___ ENTRIES PROVIDED ___

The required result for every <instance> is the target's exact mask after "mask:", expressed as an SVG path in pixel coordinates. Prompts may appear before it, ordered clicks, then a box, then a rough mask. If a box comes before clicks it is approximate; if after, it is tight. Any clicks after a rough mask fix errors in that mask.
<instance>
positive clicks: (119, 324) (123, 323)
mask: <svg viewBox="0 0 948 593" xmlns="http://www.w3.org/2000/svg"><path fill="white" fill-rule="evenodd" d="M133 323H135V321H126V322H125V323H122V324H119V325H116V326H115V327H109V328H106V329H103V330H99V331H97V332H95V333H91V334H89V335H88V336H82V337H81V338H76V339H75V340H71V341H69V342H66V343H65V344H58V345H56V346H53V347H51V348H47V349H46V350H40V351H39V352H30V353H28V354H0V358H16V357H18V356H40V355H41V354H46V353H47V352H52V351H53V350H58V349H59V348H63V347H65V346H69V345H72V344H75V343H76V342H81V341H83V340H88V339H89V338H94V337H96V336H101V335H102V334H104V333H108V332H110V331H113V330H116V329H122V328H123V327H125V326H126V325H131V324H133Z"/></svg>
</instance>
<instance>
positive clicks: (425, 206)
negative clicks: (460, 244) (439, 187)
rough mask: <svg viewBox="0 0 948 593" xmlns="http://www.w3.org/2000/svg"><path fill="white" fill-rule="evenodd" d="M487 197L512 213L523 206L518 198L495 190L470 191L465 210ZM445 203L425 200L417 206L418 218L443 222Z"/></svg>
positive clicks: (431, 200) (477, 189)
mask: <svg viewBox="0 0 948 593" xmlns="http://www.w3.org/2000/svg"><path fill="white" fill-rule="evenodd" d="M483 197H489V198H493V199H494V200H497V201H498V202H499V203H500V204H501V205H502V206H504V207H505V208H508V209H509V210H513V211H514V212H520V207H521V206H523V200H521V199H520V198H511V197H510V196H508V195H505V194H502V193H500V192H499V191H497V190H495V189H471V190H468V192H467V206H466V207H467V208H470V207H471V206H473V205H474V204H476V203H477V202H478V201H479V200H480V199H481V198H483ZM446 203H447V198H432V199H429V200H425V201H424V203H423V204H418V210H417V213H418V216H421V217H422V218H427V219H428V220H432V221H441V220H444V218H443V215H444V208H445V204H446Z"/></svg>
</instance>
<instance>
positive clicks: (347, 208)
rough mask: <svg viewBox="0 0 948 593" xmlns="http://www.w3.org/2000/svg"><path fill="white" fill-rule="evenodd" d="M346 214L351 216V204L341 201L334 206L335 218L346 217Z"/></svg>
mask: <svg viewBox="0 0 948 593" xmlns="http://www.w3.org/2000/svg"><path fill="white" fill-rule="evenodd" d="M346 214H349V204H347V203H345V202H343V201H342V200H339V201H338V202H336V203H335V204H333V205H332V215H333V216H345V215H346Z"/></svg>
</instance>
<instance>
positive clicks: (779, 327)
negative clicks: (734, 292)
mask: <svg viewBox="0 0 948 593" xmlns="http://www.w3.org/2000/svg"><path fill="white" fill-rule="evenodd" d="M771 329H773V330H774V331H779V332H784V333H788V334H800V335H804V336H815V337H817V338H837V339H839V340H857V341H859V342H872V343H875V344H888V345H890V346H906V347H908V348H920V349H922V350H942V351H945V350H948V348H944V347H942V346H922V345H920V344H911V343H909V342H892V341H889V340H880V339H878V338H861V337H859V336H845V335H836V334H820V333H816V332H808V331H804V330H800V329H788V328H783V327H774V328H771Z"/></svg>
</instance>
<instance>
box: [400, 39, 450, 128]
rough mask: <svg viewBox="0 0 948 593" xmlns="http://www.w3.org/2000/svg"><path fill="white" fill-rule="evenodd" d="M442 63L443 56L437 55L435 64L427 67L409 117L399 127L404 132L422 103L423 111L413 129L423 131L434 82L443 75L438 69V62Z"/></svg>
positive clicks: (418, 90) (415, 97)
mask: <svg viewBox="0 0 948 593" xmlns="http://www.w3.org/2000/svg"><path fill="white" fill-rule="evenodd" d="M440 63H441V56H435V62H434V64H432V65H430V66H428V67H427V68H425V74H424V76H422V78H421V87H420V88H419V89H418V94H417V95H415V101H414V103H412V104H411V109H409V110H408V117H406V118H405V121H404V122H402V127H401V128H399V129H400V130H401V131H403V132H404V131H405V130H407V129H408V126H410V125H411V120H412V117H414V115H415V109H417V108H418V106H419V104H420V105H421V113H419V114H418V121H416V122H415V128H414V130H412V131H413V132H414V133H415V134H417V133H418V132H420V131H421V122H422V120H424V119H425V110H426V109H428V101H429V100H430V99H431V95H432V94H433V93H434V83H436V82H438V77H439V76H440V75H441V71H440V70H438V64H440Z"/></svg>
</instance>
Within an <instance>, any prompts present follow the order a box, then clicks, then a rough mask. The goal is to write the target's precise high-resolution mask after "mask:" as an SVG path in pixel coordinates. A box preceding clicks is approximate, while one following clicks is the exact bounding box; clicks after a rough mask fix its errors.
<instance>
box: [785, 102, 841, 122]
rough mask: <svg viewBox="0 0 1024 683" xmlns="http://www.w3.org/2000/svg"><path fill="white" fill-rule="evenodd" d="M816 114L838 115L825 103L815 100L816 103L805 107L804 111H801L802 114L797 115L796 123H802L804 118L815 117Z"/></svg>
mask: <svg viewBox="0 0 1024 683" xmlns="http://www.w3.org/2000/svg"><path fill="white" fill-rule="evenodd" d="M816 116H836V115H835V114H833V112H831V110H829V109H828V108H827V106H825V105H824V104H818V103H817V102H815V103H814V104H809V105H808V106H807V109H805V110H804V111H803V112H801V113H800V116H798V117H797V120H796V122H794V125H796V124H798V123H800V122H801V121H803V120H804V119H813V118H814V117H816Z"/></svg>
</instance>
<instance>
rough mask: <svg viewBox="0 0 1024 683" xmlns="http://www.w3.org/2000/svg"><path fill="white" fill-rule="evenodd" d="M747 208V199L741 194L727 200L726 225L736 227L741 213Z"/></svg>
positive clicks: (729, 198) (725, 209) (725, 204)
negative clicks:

___

**WHAT YOU WILL DO**
What are the lines, exactly as written above, from the line with "box: [400, 39, 450, 128]" to the line with "63L443 56L437 55L435", both included? Output only those.

**YOUR RESPONSE**
box: [400, 39, 450, 128]
rough mask: <svg viewBox="0 0 948 593" xmlns="http://www.w3.org/2000/svg"><path fill="white" fill-rule="evenodd" d="M442 63L443 56L437 55L435 64L427 67L409 117L399 127L404 132L422 103L423 111L413 129L423 131L434 82L443 75L438 69V62Z"/></svg>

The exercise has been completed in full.